## Aim of the exercise
Translate this sentence from the Loseby interview below into Spanish: "My work is about making sure we define the connection between research and its applicability to business issues."

Behavioural science 'key to procurement change' - Loseby

David Loseby of Suppeco tells the Supply Chain Digital show why behavioural science has a vital role to play in procurement digital transformation

We spoke to procurement and behavioural science expert David Loseby, who has recently taken up a role as Chief Behavioural Science Officer at Suppeco, a collaborative supplier relations platform. 

Loseby has 30 years’ experience at senior executive and director level, driving value and change through procurement, organisational transformation and change management. He has worked in both the private and public sectors including pharmaceuticals, banking, FMCG, manufacturing, consulting, retail, aerospace & defence, venture capital, healthcare (NHS) and local government.What follows is an edited version of that interview.

Tell us a little of your background

I classify myself as a ‘pracademic’, as I'm a practitioner and an academic. I work with two universities on executive MBA programs, and am a visiting scholar at the University of East Anglia, as well as a professor of research impact in supply chain management at Leeds University Business School. 

My work is about making sure we define the connection between research and its applicability to business issues.

The reality is, we will achieve very little without understanding the behaviours, both of people and organisations. So I guess for me, that's that's that's the big the big thing really.

You’ve just joined Suppeco. Tell us about that

Suppeco is a digital platform for supplier relationship management and collaboration across all tiers of the supply chain. Behavioural science has a big role to play in digital transformation, which is what makes my new role of Chief Behavioural Science Officer at Suppeco so exciting. Being able to bring these two things together in real time should make a significant contribution to how well supply chains are run.

How does cognitive bias impact business decision making?

Whether we admit it or not, we all have an estimated 200 cognitive biases. There are many forms of biases, but the ones people usually have heard of is unconscious bias and confirmation bias. Bias is about wanting to hear only the things support a decision, or a direction of travel. Of course, the risk of this is you often come unstuck, especially when you combine these biases with personality traits and personal experiences – which behavioural science classes as ‘risks’ in behavioural science. 

This is why you get such different reactions to the same situation, and often, at board level, an idea will not gain traction because someone has not framed the language they use in the right way.

## Record set
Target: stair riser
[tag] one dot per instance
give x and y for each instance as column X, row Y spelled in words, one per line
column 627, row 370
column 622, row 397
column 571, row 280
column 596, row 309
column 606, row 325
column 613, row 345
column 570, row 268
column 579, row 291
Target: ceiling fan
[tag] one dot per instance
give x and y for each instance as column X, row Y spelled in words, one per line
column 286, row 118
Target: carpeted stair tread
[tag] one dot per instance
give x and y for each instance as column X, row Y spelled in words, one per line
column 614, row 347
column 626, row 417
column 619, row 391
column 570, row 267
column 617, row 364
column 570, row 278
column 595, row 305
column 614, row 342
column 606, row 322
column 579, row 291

==

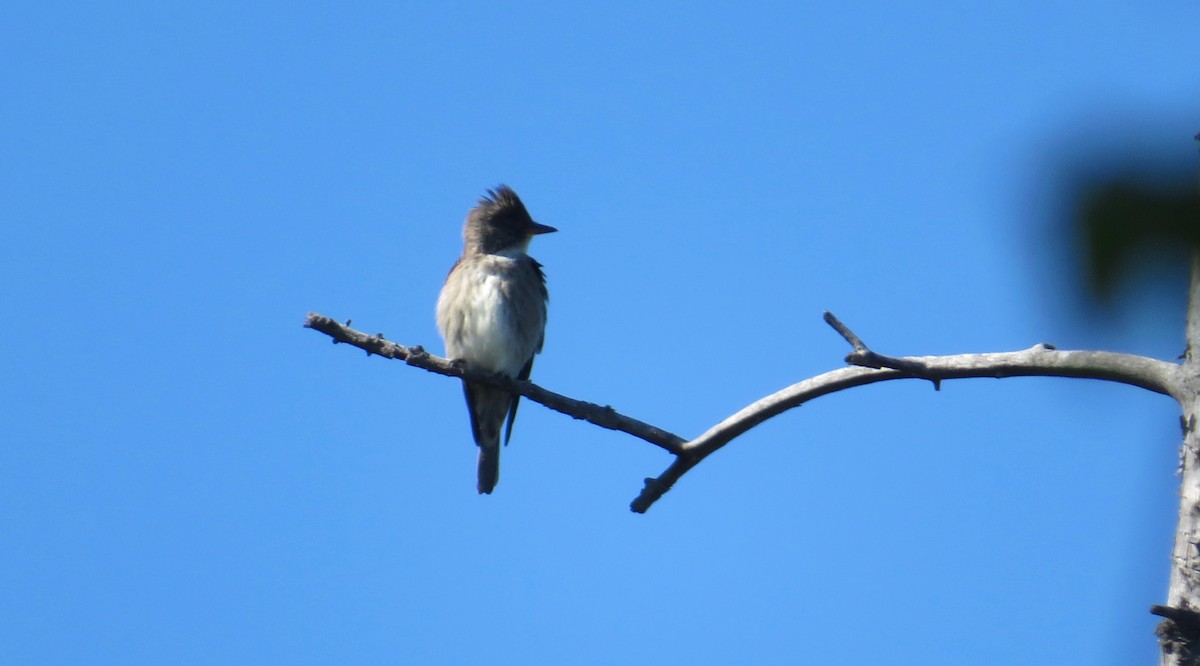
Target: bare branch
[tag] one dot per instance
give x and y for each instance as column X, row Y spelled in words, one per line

* * *

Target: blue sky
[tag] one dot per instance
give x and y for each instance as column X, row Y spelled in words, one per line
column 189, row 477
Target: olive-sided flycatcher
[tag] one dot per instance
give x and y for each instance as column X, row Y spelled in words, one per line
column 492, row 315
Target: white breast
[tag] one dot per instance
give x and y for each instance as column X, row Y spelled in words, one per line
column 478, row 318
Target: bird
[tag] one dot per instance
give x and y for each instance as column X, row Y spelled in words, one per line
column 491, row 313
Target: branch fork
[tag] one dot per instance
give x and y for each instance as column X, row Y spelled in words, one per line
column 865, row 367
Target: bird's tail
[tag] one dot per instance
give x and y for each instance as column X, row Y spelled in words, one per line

## Response area
Mi trabajo consiste en asegurarnos de definir la conexión entre la investigación y su aplicabilidad a los problemas empresariales.